#### [Excerpt]
AI Article Synopsis

  • Researchers developed a deep-learning algorithm (3D U-Net) to automate myocardial segmentation in FDG PET scans for diagnosing cardiac sarcoidosis, improving efficiency and accuracy in analysis.
  • The algorithm was trained on data from 316 patients and showed better readability and performance compared to standard automatic methods, especially in measuring left ventricle displacement and SUVmax correlation.
  • Overall, the new tool enhances the processing of FDG PET datasets, significantly reducing manual processing time while maintaining or improving output quality with minimal user intervention.

Article Abstract

Background: Fluorodeoxyglucose positron emission tomography (FDG PET) with suppression of myocardial glucose utilization plays a pivotal role in diagnosing cardiac sarcoidosis. Reorientation of images to match perfusion datasets and myocardial segmentation enables consistent image scaling and quantification. However, such manual tasks are cumbersome. We developed a 3D U-Net deep-learning (DL) algorithm for automated myocardial segmentation in cardiac sarcoidosis FDG PET.

#### [Records shown]

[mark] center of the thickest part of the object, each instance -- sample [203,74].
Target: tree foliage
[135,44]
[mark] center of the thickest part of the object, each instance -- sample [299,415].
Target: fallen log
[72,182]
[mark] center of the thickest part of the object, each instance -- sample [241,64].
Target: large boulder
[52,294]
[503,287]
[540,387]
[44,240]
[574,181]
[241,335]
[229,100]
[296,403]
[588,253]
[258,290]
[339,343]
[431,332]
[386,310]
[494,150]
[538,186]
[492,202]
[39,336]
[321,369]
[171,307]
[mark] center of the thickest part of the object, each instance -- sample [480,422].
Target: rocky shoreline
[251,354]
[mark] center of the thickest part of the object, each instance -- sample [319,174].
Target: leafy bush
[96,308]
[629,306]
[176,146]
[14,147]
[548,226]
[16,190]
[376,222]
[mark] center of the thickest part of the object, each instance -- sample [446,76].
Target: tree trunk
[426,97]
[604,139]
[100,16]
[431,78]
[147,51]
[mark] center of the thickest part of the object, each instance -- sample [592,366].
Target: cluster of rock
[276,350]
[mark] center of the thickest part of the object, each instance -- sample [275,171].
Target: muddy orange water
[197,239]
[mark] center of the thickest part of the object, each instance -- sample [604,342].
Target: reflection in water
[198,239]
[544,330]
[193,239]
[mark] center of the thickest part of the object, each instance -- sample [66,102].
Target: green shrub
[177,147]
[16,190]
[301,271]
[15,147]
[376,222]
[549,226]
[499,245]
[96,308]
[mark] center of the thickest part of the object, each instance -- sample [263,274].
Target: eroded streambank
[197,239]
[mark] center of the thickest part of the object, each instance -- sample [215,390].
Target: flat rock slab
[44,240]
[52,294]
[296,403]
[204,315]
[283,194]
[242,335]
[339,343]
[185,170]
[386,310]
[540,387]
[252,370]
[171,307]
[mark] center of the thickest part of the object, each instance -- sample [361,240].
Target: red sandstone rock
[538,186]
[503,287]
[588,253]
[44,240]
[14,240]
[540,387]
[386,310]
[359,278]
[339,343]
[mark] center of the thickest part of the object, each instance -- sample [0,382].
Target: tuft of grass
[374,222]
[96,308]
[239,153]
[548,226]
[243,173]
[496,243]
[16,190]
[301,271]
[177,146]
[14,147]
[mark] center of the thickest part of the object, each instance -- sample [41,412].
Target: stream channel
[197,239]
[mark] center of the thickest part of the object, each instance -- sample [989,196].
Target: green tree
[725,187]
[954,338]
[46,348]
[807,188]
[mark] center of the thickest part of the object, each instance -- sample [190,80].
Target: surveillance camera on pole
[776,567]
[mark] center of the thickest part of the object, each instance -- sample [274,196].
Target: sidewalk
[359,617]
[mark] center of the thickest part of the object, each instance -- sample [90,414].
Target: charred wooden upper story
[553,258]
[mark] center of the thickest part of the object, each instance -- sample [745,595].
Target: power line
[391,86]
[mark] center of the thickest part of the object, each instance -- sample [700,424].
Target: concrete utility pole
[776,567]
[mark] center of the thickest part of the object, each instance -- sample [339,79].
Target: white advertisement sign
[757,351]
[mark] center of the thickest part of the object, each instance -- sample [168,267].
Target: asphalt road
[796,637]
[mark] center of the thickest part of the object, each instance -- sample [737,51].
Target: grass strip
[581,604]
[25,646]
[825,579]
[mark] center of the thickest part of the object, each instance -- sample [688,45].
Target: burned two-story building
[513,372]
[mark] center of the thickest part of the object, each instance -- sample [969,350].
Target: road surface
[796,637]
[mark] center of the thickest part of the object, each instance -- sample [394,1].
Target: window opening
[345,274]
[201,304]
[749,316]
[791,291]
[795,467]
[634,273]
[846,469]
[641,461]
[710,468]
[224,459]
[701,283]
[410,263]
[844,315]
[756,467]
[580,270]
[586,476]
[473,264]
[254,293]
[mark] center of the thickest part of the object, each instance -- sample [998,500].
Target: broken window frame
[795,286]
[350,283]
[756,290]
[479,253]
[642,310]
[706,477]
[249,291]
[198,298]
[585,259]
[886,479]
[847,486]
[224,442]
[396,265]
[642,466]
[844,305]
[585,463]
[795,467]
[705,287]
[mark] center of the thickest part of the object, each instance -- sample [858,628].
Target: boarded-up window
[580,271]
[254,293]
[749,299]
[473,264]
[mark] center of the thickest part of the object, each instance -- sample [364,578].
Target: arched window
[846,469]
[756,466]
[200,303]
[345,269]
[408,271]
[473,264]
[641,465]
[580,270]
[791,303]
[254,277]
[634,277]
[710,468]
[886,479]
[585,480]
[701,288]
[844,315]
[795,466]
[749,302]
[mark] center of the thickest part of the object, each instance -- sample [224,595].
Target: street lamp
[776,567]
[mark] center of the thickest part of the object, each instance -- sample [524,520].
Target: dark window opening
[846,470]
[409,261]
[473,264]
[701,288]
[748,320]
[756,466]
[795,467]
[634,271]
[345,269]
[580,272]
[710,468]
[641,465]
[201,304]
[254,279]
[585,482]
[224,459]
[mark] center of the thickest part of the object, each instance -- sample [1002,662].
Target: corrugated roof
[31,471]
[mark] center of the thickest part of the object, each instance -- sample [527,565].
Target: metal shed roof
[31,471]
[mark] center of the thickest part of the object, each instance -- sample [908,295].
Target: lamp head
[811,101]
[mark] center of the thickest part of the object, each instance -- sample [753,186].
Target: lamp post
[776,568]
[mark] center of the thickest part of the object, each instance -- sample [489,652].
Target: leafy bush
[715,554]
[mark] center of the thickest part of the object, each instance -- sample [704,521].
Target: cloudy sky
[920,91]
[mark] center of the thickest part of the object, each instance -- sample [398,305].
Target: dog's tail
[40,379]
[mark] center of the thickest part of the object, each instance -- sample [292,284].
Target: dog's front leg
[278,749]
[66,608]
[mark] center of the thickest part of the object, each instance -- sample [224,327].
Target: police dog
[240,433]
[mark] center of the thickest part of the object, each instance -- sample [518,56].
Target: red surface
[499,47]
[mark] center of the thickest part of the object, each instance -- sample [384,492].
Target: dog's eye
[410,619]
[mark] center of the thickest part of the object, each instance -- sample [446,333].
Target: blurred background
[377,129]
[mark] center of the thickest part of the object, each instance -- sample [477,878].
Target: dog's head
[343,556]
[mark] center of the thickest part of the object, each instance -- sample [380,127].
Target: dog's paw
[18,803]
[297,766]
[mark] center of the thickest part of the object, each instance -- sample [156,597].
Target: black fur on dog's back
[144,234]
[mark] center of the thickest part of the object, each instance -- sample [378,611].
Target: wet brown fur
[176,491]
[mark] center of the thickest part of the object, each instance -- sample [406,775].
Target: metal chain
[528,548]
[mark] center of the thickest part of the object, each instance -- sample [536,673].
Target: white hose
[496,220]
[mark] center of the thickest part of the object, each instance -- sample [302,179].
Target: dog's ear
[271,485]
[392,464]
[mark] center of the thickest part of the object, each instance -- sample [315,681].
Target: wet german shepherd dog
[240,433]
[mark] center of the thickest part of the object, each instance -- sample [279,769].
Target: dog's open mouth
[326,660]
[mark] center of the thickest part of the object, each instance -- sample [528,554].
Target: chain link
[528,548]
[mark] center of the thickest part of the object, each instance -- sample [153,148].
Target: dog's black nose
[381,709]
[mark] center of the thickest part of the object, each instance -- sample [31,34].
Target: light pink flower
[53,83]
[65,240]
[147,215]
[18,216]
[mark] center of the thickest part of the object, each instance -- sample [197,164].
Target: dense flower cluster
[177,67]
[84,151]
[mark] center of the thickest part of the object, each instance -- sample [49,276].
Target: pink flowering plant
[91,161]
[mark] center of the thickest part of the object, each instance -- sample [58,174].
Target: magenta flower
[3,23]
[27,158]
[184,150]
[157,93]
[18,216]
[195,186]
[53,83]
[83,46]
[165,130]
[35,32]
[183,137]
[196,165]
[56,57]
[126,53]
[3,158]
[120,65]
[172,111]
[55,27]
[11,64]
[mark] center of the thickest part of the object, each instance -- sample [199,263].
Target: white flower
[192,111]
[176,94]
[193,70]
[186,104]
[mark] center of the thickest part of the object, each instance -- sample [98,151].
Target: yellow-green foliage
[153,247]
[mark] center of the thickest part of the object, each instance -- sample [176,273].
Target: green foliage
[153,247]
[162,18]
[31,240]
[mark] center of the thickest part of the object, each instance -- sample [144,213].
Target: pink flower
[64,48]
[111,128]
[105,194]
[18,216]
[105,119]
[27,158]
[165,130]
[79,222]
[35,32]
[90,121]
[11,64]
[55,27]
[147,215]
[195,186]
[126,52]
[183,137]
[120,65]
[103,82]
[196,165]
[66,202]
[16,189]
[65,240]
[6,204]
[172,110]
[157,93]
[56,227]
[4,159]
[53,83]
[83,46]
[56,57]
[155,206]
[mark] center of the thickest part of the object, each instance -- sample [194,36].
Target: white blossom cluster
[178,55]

#### [To do]
Reproduce word for word the part of the cardiac sarcoidosis article that opens with the words "AI Article Synopsis" and closes with "minimal user intervention.".

#### [Output for this task]
AI Article Synopsis

  • Researchers developed a deep-learning algorithm (3D U-Net) to automate myocardial segmentation in FDG PET scans for diagnosing cardiac sarcoidosis, improving efficiency and accuracy in analysis.
  • The algorithm was trained on data from 316 patients and showed better readability and performance compared to standard automatic methods, especially in measuring left ventricle displacement and SUVmax correlation.
  • Overall, the new tool enhances the processing of FDG PET datasets, significantly reducing manual processing time while maintaining or improving output quality with minimal user intervention.